要做的事 >> 把選文裡從「安靜看著他娟秀的字體,每一個字都印在我心裡,真的很感動。」到「今天是豐收得不可思議的一天,每一件事,每一個細節。」這一段一字不改地抄下來。

選文 >>
今天在外面一整天,一早8點討論有意思的攝影,之後跟久違的朋友碰面深聊。晚上回到家,看到桌上擺了三封青少年的回信。

其中一封是很久沒回我的同學,他說現在回信不知是否晚了,但或許現在寫才正是時候。

他告訴我,這一陣子特別常回想我去帶課程的時光,那是他們第一次赤裸地用言語互相坦承過去,那種感覺很微妙,讓他很珍惜。

他說感謝我,讓他們這群哥兒們,有了不同以往的回憶。

安靜看著他娟秀的字體,每一個字都印在我心裡,真的很感動。

 

打開電腦,看到熱心朋友在我FB版上PO訊息,我錄取了!印度跟斯里蘭卡我來了!原來有136名申請者角逐15人的位置,我真的很幸運,感謝老天的眷顧!

 

接著久違的大眼睛跟我連上線,他說雖然Chevaz已不在人世,但現在他們國內變得更團結,因為人民要一起抵擋資本主義,一起為真正的公義努力。我跟他稍微分享近況,他的每一句回應都打進我心,他真的好懂我。之後匆匆忙著下線,我們給了彼此最深的祝福,下次再巧合連上線不知會是何時,我只想謝謝他如此重要也讓我覺得自己如此重要。

 

今天是豐收得不可思議的一天,每一件事,每一個細節。

 

被真心充滿,感受到不同類型的愛與情感。

已標註的形狀記錄:
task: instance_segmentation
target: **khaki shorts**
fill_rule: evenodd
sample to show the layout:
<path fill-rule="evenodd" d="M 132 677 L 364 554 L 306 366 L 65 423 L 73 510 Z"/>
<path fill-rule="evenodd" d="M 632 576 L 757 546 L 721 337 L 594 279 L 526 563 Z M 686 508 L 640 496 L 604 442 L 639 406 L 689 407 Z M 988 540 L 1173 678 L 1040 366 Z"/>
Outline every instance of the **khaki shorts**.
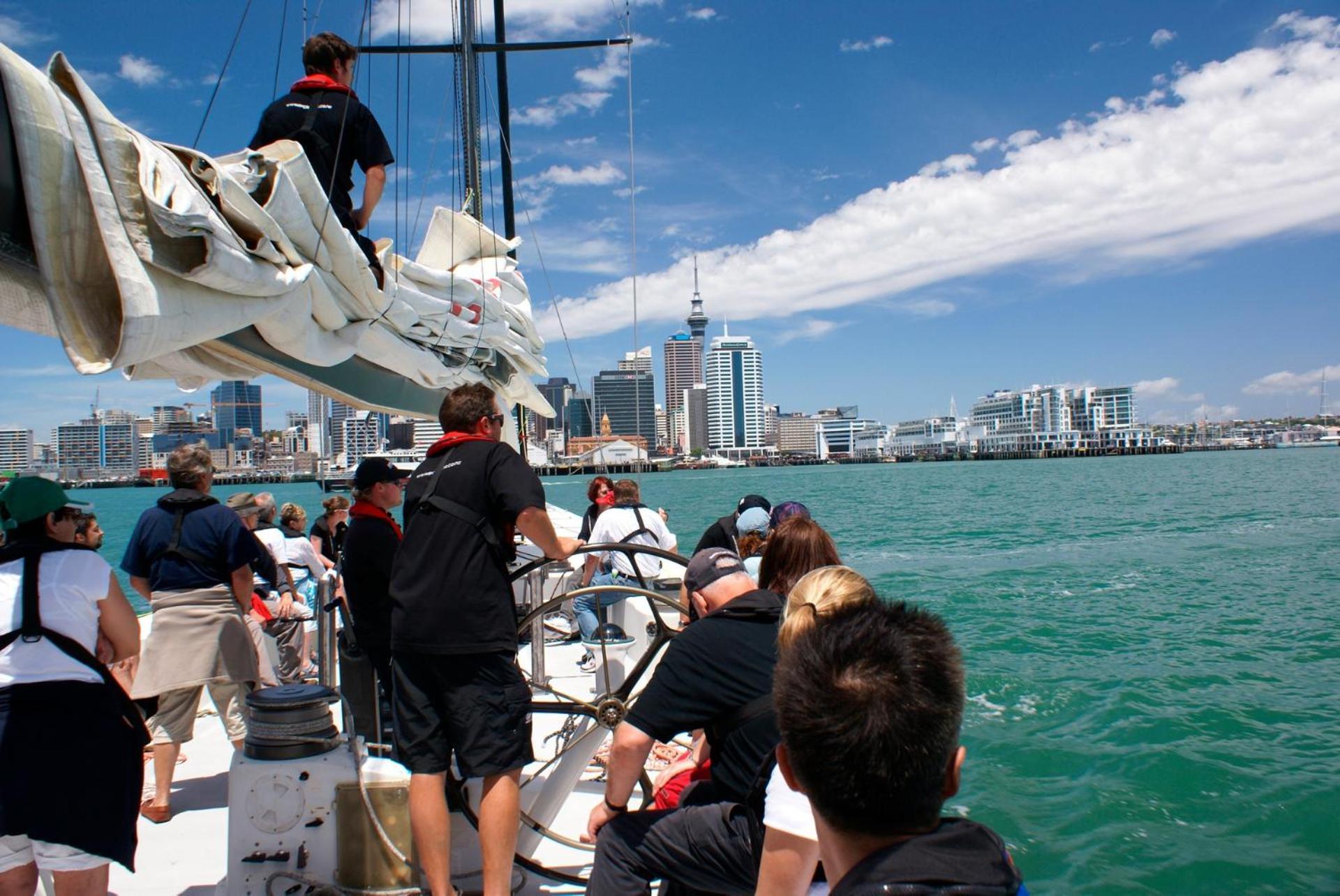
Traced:
<path fill-rule="evenodd" d="M 209 699 L 214 702 L 224 730 L 228 731 L 228 739 L 240 741 L 247 737 L 247 695 L 251 684 L 217 682 L 159 694 L 158 711 L 147 722 L 154 743 L 185 743 L 194 735 L 196 713 L 205 687 L 209 688 Z"/>
<path fill-rule="evenodd" d="M 92 871 L 111 864 L 105 856 L 80 852 L 64 844 L 28 840 L 23 834 L 0 837 L 0 875 L 34 861 L 39 871 Z"/>

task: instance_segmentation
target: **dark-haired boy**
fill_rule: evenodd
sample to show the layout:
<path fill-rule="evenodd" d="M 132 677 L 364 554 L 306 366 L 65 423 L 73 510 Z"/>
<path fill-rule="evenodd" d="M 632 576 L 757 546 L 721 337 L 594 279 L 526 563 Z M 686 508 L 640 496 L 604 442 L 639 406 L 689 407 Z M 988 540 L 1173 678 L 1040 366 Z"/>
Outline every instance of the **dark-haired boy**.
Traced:
<path fill-rule="evenodd" d="M 832 896 L 1026 892 L 993 830 L 939 814 L 963 763 L 963 664 L 938 616 L 825 613 L 777 660 L 773 700 L 777 765 L 813 806 Z"/>
<path fill-rule="evenodd" d="M 248 146 L 260 149 L 275 141 L 297 141 L 339 218 L 367 256 L 382 285 L 377 248 L 359 230 L 386 188 L 386 166 L 395 162 L 391 147 L 373 113 L 354 92 L 354 62 L 358 48 L 336 33 L 323 31 L 303 44 L 307 75 L 289 92 L 265 107 Z M 354 208 L 354 162 L 363 170 L 363 204 Z"/>

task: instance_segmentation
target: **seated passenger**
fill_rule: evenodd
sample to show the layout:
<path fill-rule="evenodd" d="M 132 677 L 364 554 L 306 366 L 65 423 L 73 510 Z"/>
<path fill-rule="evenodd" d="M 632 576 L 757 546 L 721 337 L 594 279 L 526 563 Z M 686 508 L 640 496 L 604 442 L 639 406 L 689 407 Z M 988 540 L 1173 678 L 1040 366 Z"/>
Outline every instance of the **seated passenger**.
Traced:
<path fill-rule="evenodd" d="M 785 597 L 811 569 L 842 563 L 838 545 L 809 517 L 792 517 L 768 536 L 758 564 L 758 587 Z"/>
<path fill-rule="evenodd" d="M 708 548 L 725 548 L 726 550 L 733 552 L 738 550 L 738 545 L 736 542 L 736 538 L 738 537 L 736 521 L 740 520 L 740 514 L 749 508 L 762 508 L 766 512 L 772 510 L 772 504 L 769 504 L 768 498 L 761 494 L 746 494 L 740 498 L 740 504 L 736 505 L 736 512 L 721 517 L 708 526 L 706 532 L 702 533 L 702 537 L 698 538 L 698 546 L 695 546 L 693 552 L 698 553 L 699 550 L 706 550 Z"/>
<path fill-rule="evenodd" d="M 736 520 L 740 558 L 745 569 L 758 581 L 758 564 L 762 563 L 762 546 L 768 542 L 768 512 L 762 508 L 749 508 Z"/>
<path fill-rule="evenodd" d="M 675 537 L 666 529 L 661 513 L 642 504 L 638 483 L 632 479 L 619 479 L 614 483 L 614 506 L 602 512 L 596 518 L 591 528 L 590 544 L 638 544 L 665 550 L 674 550 L 678 546 Z M 636 568 L 634 568 L 634 560 Z M 608 572 L 600 572 L 602 564 L 608 564 Z M 661 558 L 650 554 L 632 557 L 620 550 L 591 553 L 587 554 L 586 567 L 582 571 L 582 587 L 636 585 L 639 573 L 643 580 L 650 581 L 661 573 Z M 582 640 L 590 644 L 595 629 L 600 625 L 600 619 L 596 615 L 598 607 L 610 607 L 624 599 L 627 595 L 619 592 L 583 595 L 574 599 L 572 612 L 578 617 Z M 579 664 L 584 672 L 595 668 L 595 656 L 590 647 Z"/>
<path fill-rule="evenodd" d="M 777 660 L 777 765 L 809 797 L 832 896 L 1022 893 L 1001 838 L 943 818 L 958 792 L 963 664 L 938 616 L 854 604 Z"/>
<path fill-rule="evenodd" d="M 709 892 L 753 888 L 753 821 L 742 804 L 777 743 L 770 692 L 781 601 L 720 548 L 694 554 L 685 583 L 699 619 L 670 642 L 615 729 L 604 800 L 583 837 L 596 842 L 588 896 L 649 893 L 655 879 Z M 651 745 L 694 729 L 706 730 L 712 781 L 678 809 L 627 812 Z"/>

書面回答 >>
安靜看著他娟秀的字體,每一個字都印在我心裡,真的很感動。

 

打開電腦,看到熱心朋友在我FB版上PO訊息,我錄取了!印度跟斯里蘭卡我來了!原來有136名申請者角逐15人的位置,我真的很幸運,感謝老天的眷顧!

 

接著久違的大眼睛跟我連上線,他說雖然Chevaz已不在人世,但現在他們國內變得更團結,因為人民要一起抵擋資本主義,一起為真正的公義努力。我跟他稍微分享近況,他的每一句回應都打進我心,他真的好懂我。之後匆匆忙著下線,我們給了彼此最深的祝福,下次再巧合連上線不知會是何時,我只想謝謝他如此重要也讓我覺得自己如此重要。

 

今天是豐收得不可思議的一天,每一件事,每一個細節。